**Problem:** Count the lines below that contain the string "white". Reply with the number only.
********************
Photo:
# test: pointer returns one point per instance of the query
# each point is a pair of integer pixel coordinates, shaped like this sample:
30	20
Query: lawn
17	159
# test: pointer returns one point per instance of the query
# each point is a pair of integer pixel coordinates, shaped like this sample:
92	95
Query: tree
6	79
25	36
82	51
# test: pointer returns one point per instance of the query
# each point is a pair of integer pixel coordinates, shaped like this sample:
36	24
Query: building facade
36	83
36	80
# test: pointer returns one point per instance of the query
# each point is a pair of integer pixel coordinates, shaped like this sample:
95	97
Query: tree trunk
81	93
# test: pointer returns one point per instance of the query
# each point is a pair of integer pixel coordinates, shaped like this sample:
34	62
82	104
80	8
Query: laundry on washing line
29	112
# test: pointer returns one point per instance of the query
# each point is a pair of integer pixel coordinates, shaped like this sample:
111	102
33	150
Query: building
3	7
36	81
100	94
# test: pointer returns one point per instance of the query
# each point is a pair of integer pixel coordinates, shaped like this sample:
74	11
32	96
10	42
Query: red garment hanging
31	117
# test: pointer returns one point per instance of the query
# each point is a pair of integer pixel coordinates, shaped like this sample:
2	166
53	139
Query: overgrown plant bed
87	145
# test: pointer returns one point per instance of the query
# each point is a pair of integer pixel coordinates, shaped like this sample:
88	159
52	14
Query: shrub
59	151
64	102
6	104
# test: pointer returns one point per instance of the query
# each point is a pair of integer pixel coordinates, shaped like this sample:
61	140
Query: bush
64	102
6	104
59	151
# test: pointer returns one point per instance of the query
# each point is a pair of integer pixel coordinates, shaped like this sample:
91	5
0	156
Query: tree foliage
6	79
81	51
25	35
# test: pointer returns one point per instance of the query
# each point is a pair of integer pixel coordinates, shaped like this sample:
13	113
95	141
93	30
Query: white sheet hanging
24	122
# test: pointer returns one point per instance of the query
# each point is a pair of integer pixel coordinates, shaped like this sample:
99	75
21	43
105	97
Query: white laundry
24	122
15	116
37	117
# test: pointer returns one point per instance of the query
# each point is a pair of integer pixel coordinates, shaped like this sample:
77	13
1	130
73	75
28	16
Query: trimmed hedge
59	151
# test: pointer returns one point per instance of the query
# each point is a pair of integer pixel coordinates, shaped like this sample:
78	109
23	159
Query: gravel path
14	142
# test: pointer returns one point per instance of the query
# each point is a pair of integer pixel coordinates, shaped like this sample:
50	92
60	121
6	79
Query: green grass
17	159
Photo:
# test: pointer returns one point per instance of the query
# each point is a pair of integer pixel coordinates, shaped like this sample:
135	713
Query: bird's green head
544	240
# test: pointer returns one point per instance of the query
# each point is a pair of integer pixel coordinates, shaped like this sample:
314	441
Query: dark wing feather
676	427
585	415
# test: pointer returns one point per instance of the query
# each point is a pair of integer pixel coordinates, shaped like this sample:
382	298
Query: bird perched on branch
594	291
********************
**Reply:** 2